Work to be completed:
Pictures in the listing do not belong in the copy, which should repeat exactly the lines from the one holding "# locate plum" through the last line.

Exercise inputs:
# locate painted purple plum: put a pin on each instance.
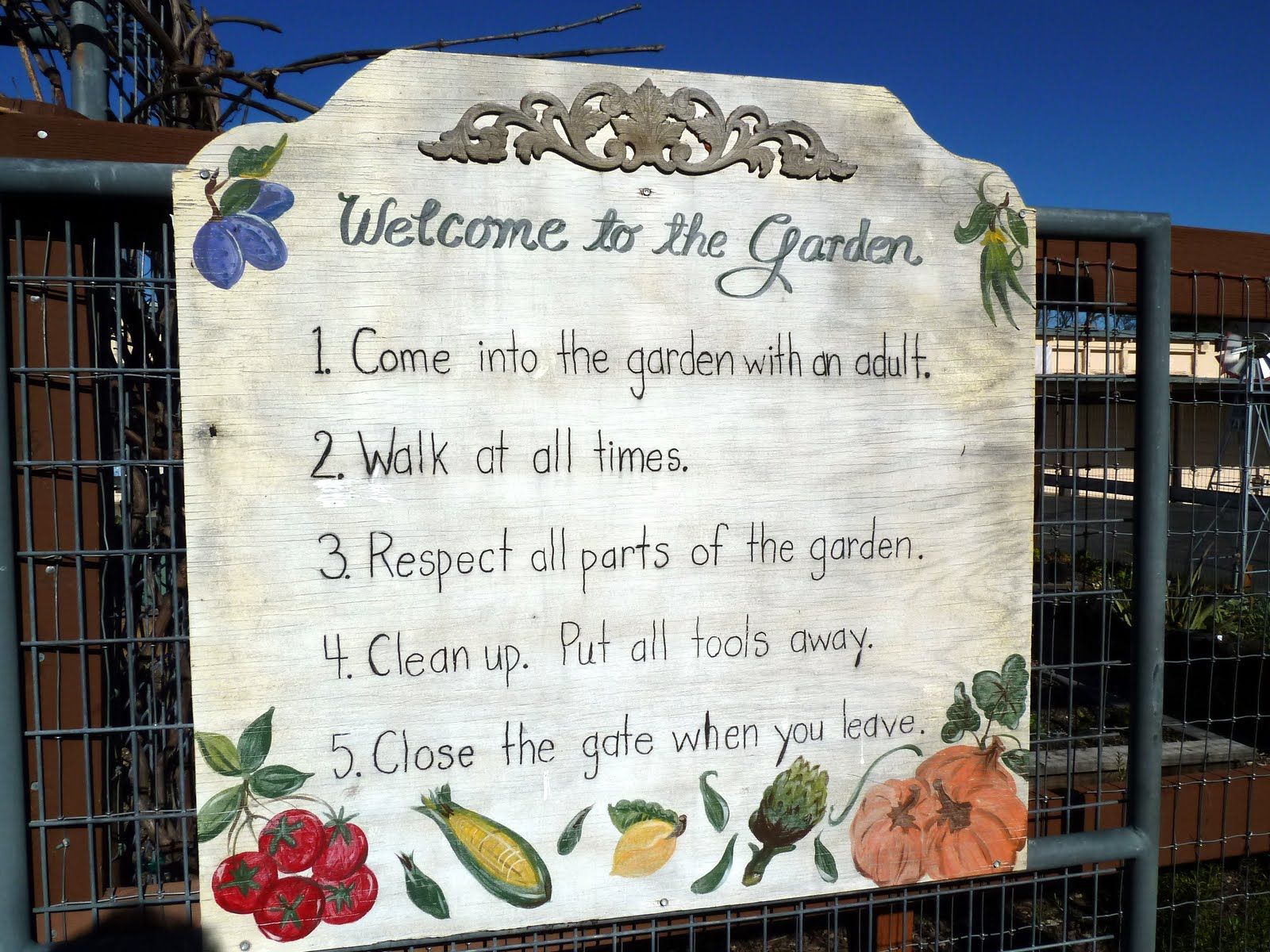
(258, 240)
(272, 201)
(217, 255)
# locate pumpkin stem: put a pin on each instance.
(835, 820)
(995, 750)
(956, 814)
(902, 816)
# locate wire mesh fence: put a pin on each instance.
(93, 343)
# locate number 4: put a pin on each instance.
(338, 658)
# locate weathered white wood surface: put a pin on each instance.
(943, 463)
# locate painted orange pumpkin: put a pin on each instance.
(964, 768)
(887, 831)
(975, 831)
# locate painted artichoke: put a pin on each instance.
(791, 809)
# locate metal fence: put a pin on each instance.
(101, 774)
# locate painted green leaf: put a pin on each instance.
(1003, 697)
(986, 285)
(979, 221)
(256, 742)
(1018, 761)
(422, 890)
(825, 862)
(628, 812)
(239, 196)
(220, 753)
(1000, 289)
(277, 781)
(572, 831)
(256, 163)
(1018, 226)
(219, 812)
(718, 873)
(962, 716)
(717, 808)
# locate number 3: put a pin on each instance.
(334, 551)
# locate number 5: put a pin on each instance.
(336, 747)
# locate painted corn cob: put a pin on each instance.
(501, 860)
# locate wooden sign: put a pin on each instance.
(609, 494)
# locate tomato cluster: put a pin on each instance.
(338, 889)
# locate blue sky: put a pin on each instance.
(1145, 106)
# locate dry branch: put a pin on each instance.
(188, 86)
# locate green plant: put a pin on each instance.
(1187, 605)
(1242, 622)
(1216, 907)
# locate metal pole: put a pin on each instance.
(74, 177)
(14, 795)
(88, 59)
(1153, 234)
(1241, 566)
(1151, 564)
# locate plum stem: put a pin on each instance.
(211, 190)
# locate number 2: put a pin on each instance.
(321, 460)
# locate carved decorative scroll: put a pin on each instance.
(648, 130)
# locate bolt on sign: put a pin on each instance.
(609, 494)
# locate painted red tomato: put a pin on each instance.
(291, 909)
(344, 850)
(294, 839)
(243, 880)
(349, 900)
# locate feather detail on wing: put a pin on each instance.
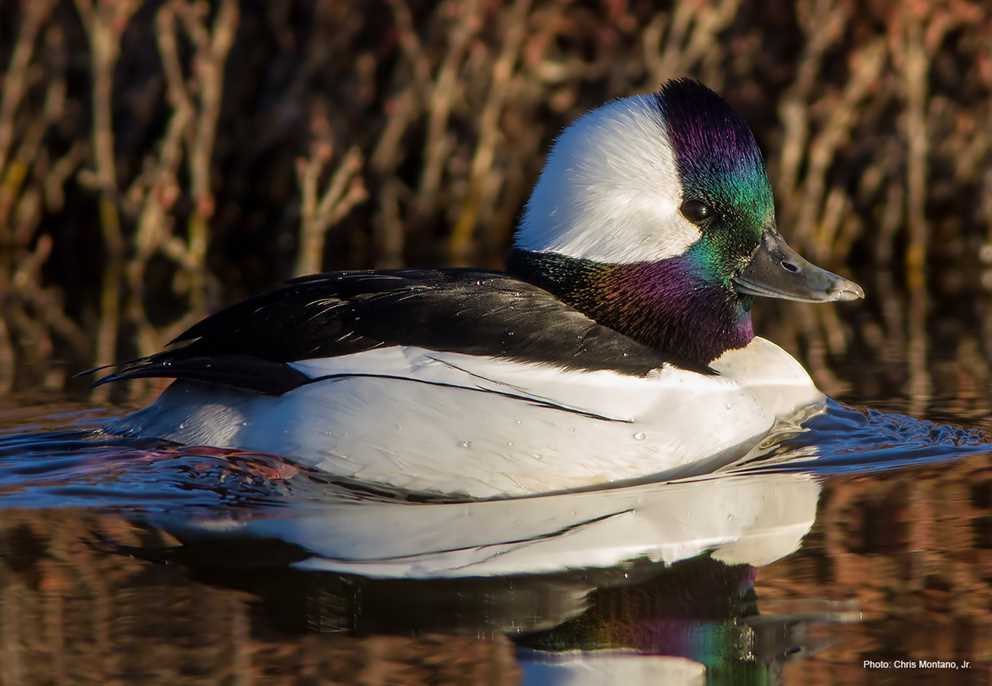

Answer for this exercise:
# locate plum stem: put a pin on each instance.
(211, 190)
# locate number 2: put a pin on each instance.
(321, 460)
# locate carved decorative scroll: put a pin on each instance.
(648, 130)
# locate bolt on sign: put a pin on each instance.
(609, 494)
# locate painted red tomato: put a pin on each instance.
(291, 909)
(344, 850)
(294, 839)
(243, 880)
(349, 900)
# locate feather detail on wing: put a pin on each instance.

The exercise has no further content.